### Directions for this task
Set down, without alteration, the lines from the one that contains "Provide the location of each instance of the fabric" through the final line of the material below.

— start —

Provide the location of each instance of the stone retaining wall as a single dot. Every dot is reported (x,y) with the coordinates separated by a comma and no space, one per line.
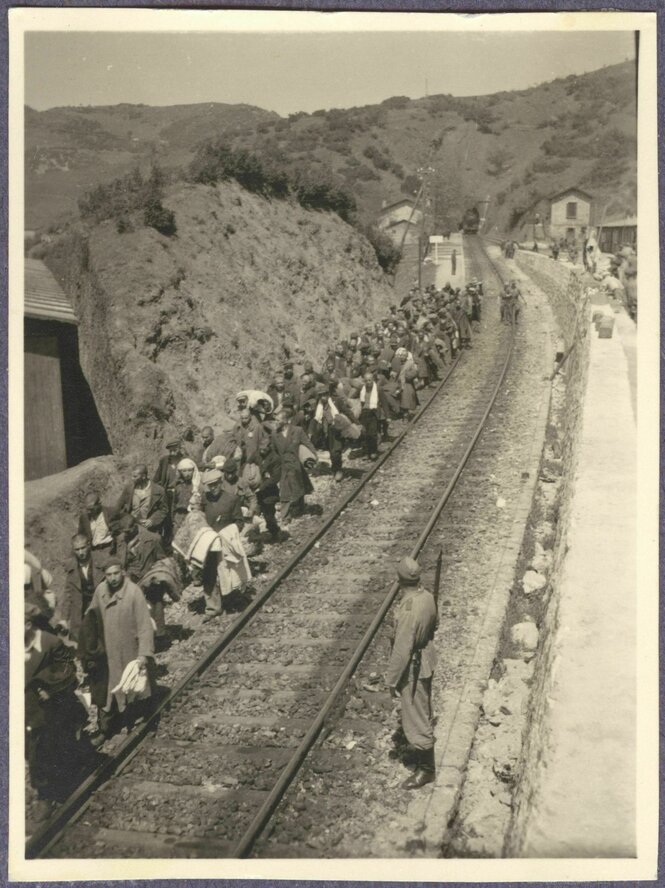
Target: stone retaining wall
(575,796)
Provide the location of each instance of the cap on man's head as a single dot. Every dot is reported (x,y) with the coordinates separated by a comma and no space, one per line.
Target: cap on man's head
(32,610)
(408,570)
(123,524)
(212,476)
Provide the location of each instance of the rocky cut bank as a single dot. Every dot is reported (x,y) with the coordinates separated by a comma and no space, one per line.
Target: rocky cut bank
(171,327)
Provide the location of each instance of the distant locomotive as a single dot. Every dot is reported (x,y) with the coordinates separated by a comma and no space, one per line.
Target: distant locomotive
(471,221)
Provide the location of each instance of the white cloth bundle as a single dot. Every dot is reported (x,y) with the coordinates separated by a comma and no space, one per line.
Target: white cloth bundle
(187,463)
(233,571)
(318,416)
(253,397)
(133,685)
(373,397)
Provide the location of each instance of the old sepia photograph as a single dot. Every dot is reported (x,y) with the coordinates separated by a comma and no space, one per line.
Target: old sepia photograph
(339,526)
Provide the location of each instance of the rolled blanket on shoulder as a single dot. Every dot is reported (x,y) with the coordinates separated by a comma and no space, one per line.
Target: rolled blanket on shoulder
(205,541)
(233,570)
(134,685)
(194,522)
(164,571)
(346,428)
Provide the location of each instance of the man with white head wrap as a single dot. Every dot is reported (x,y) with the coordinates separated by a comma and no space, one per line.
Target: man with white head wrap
(186,487)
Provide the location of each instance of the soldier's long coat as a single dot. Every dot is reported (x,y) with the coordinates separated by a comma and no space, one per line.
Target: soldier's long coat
(294,481)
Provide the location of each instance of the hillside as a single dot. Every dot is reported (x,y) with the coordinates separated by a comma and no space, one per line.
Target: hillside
(172,327)
(515,147)
(70,150)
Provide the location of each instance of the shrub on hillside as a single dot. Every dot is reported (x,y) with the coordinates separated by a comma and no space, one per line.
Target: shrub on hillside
(322,195)
(387,254)
(410,185)
(380,161)
(129,194)
(498,161)
(158,217)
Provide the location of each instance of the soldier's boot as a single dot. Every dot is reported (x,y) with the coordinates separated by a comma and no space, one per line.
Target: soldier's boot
(425,772)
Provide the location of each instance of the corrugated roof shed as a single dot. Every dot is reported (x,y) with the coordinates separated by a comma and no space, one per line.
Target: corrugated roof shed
(44,297)
(620,223)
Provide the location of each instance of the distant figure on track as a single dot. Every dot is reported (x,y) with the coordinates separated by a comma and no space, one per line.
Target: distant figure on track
(411,667)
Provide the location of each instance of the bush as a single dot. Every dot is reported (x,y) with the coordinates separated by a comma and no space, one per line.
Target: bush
(380,161)
(216,161)
(324,195)
(129,194)
(158,217)
(410,185)
(498,161)
(387,254)
(396,102)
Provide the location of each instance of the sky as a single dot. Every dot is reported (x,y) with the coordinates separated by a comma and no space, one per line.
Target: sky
(290,72)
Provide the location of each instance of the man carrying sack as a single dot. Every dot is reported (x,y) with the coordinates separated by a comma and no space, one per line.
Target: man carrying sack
(411,667)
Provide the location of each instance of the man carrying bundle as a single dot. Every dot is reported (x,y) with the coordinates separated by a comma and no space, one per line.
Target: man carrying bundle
(411,667)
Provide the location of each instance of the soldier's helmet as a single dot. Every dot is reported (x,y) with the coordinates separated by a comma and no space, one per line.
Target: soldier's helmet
(408,570)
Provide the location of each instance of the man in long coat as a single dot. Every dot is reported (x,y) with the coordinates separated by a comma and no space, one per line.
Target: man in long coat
(123,613)
(145,500)
(294,482)
(411,666)
(83,574)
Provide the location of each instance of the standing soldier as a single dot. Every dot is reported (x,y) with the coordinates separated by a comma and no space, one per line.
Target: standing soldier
(411,667)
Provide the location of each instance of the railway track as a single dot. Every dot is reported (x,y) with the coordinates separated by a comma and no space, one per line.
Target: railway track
(206,776)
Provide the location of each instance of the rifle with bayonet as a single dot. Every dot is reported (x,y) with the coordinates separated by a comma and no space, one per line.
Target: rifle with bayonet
(437,583)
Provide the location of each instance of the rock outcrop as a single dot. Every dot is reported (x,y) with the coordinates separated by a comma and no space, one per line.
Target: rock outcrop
(172,327)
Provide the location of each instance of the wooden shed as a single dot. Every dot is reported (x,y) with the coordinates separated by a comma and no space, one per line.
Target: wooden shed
(616,233)
(61,423)
(570,214)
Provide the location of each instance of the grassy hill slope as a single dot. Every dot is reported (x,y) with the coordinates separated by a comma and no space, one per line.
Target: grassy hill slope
(515,147)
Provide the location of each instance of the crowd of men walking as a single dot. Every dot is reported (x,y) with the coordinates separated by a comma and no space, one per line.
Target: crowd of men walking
(198,517)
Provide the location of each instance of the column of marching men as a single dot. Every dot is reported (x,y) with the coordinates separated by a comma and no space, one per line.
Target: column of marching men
(196,519)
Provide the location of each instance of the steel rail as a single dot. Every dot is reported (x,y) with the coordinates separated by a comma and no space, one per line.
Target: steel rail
(263,816)
(41,841)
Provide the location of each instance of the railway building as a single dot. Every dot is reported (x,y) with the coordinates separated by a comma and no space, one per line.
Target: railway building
(62,426)
(617,233)
(401,220)
(570,214)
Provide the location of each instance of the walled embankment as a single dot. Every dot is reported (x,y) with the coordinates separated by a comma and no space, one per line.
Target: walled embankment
(172,327)
(576,792)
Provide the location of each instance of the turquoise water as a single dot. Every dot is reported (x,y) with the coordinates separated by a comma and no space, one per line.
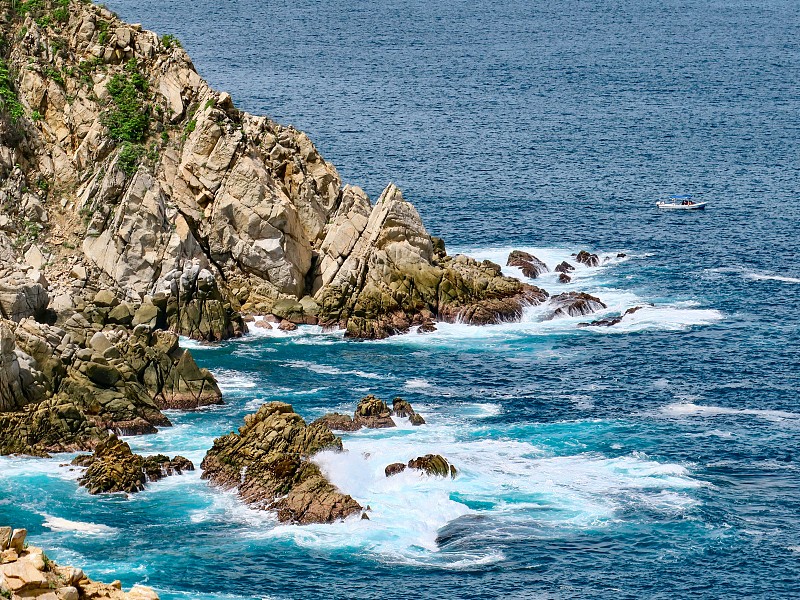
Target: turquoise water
(656,459)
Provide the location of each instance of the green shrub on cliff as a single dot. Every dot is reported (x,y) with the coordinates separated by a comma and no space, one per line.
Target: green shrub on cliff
(9,103)
(129,118)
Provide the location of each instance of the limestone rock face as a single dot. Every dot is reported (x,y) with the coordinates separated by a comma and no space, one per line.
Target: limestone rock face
(114,468)
(267,462)
(26,572)
(395,275)
(372,413)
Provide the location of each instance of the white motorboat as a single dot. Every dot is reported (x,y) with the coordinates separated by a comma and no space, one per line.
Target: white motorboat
(681,202)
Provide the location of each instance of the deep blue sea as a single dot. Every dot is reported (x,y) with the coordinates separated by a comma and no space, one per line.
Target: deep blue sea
(656,459)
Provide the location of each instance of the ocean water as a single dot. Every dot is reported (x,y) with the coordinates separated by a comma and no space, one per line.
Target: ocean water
(655,459)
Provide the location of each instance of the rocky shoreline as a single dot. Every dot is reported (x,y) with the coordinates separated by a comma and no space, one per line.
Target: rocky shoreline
(27,572)
(138,205)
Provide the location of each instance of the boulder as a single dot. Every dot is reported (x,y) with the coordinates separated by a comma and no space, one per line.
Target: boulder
(590,260)
(373,413)
(433,464)
(575,304)
(564,267)
(531,266)
(268,463)
(394,469)
(115,468)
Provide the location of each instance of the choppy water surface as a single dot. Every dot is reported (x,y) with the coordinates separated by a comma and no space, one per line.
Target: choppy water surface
(654,459)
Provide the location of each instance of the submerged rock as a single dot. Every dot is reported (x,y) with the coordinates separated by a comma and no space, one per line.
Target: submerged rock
(575,304)
(531,266)
(433,464)
(27,572)
(372,413)
(394,469)
(613,321)
(564,267)
(268,463)
(115,468)
(590,260)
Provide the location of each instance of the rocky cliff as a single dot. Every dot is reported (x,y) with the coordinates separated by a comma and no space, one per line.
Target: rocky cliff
(27,572)
(138,204)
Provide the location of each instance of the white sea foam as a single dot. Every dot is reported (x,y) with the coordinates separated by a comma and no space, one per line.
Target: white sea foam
(769,277)
(689,409)
(510,480)
(81,528)
(416,383)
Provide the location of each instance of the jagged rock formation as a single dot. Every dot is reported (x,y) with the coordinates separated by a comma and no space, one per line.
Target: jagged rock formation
(27,572)
(178,200)
(379,273)
(433,464)
(372,413)
(268,464)
(612,321)
(114,468)
(575,304)
(531,266)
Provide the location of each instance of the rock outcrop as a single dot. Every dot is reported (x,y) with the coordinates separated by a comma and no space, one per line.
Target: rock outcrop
(27,572)
(114,468)
(268,463)
(372,413)
(531,266)
(433,464)
(588,259)
(575,304)
(612,321)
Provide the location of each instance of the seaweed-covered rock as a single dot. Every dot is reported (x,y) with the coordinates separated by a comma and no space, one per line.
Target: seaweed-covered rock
(588,259)
(268,463)
(531,266)
(612,321)
(403,408)
(575,304)
(380,273)
(433,464)
(394,469)
(373,413)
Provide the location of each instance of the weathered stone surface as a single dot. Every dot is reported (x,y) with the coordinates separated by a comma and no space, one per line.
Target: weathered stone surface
(114,468)
(28,573)
(267,462)
(433,464)
(531,266)
(394,469)
(612,321)
(590,260)
(395,276)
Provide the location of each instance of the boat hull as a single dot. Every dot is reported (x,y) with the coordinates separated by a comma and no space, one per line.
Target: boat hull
(698,206)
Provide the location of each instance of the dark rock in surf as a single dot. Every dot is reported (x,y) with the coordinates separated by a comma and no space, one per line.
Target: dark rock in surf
(611,322)
(115,468)
(268,464)
(433,464)
(394,469)
(590,260)
(564,267)
(575,304)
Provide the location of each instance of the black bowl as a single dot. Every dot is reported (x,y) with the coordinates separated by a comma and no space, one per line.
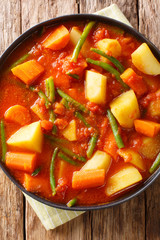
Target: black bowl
(60,20)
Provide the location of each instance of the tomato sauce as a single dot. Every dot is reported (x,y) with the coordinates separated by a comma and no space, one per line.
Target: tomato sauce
(57,63)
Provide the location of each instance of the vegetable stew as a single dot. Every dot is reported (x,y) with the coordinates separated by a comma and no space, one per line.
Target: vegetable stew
(80,113)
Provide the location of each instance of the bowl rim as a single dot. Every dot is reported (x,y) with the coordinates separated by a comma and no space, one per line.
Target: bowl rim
(53,22)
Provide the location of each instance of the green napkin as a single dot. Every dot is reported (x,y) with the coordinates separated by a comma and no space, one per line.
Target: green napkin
(53,217)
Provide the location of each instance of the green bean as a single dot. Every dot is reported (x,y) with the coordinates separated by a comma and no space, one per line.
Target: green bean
(3,141)
(20,60)
(52,178)
(78,115)
(41,31)
(114,127)
(58,141)
(92,144)
(35,173)
(72,202)
(72,101)
(81,41)
(55,139)
(42,96)
(110,58)
(155,164)
(67,159)
(108,68)
(72,75)
(50,91)
(65,103)
(52,115)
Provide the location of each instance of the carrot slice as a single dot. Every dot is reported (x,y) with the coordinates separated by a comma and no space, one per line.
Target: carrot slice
(46,125)
(21,161)
(88,178)
(28,72)
(18,114)
(146,127)
(58,39)
(134,81)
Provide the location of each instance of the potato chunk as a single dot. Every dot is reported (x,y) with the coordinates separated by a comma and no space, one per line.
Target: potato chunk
(100,160)
(145,61)
(125,109)
(123,179)
(133,157)
(111,46)
(29,137)
(70,131)
(96,87)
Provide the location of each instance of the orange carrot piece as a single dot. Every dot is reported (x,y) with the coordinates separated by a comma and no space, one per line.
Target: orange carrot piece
(58,39)
(18,114)
(28,72)
(36,184)
(125,155)
(146,127)
(110,146)
(46,125)
(21,161)
(88,178)
(39,109)
(134,81)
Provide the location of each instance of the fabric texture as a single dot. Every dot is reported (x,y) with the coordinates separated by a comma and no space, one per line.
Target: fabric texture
(53,217)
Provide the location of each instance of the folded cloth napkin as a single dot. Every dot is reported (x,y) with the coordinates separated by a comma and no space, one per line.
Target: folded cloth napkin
(53,217)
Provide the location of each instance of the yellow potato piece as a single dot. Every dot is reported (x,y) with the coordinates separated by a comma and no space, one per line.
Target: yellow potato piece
(75,35)
(123,179)
(125,109)
(70,131)
(110,45)
(29,137)
(96,86)
(135,157)
(145,61)
(100,160)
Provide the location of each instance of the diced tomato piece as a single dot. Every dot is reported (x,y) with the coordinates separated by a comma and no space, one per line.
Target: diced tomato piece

— end —

### Task output
Provide the location of each instance of the fabric texture as a single dot. Every dot is reported (x,y) with the coordinates separated by a comma and no space, one per line.
Target: fabric texture
(53,217)
Provide the location of each instance of the folded cloth napkin as a single dot. Every dot is reported (x,y) with the coordinates separated by a comma and no space, one per line.
Target: folded cloth napkin
(53,217)
Provide the location of each instance of the yellow potato piece as a single dot. Every dot is reported (x,y) with the coordinates separated by a comma and no space, one per line.
Target: yellow potato piece
(75,35)
(123,179)
(125,109)
(70,131)
(110,45)
(29,137)
(96,86)
(135,157)
(145,61)
(100,160)
Provide the location of each instance of the diced tomato piece as a single dot. Every dot is reported (x,y) with the coordinates separated by a comma and no space, one per line.
Target: diced tomato piece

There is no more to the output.